#### Material to process

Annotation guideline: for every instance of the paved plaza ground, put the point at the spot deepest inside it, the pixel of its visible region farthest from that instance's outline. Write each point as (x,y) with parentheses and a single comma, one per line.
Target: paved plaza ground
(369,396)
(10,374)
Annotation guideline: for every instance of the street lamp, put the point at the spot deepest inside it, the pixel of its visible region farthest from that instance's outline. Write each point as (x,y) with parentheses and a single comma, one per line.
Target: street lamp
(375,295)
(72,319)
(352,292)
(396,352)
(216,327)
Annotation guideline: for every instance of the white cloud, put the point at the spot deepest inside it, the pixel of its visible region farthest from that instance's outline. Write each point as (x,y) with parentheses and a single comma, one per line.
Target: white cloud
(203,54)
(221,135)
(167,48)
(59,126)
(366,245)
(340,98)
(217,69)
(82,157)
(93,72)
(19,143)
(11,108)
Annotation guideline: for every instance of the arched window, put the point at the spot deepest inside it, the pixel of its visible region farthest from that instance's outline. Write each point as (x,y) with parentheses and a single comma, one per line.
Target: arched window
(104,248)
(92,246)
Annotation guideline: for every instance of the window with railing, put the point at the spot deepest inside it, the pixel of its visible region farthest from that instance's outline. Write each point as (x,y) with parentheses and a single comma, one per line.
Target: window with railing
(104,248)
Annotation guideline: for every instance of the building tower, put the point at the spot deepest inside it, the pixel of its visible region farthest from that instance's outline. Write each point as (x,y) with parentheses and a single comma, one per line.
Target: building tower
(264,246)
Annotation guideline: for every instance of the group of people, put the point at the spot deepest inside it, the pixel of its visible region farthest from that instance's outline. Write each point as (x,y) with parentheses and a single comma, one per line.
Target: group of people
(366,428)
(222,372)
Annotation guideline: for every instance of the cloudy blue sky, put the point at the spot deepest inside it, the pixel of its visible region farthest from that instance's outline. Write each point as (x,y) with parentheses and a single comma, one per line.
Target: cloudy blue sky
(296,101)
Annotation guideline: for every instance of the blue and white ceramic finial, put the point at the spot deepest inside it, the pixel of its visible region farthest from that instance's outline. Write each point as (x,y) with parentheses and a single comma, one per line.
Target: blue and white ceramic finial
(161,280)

#### What is asked
Find "Annotation guideline: for every instance of the group" in the data above, then repeat that line and all lines after it exactly, ending with the final line.

#### Correct response
Annotation guideline: for every instance of the group of people, put the point at the spot deepest inside it, the pixel of its visible region farthest from that instance's outline. Write each point as (x,y) with parentheses and a single comma, one per line.
Target: group of people
(366,428)
(222,372)
Annotation guideline: for every instance of the cloudy blue sky, put the point at the spot deepest inside it, the pixel of its visible region farthest from that instance's outline. Write each point as (x,y) with parentheses and a single comma, one per line.
Target: cloudy blue sky
(296,101)
Annotation guideline: for every instance of the blue and white ceramic finial, put the point at the spot deepest inside it, the pixel of its visible region farthest from that instance's outline. Write each point as (x,y) with parentheses and a single comma, one per line.
Target: blue and white ceramic finial
(161,280)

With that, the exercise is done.